**PAGE TEXT:**
'''

This always struck me as distinctly out of place in the sets, and I
was never able to articulate why.
It was new, to me, and it has that Weir angularity to it (a music
teacher when confronted with 'Sugar Magnolia' and 'Unlce John's Band
told me to come back with Garcia songs, and not those with the "Martian
chord progressions').
Now as this song comes back to me while I confront some very adult
concerns, I think I have it.
Yes, the Hunter/Garcia songs all had that element of mortality, the
danger at your door lining to our happy days. I knew that and thrived
on that groundedness.
But however timeless those songs feel, they feel of a different place
than 'Victim', as if that song is of a truth in a world born of mass
media horrors while 'Sugaree' comes from the sepia corners of an
idealized Butcher Hollow.

'''

**MATERIAL PROVIDED:**
'''

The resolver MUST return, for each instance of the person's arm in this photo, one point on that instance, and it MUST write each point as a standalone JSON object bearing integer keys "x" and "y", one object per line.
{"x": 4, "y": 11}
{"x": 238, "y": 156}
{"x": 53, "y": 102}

'''

**EXERCISE DESCRIPTION:**
Answer from the song commentary:
(a) What did the music teacher tell the writer to come back with?
(b) Whose songs does the commentary say all had an element of mortality?
(c) Where does the commentary say 'Sugaree' comes from?
The listing plays no part in what is asked here.

**EXERCISE ANSWER:**
(a) Garcia songs, not those with the "Martian chord progressions."
(b) The Hunter/Garcia songs.
(c) The sepia corners of an idealized Butcher Hollow.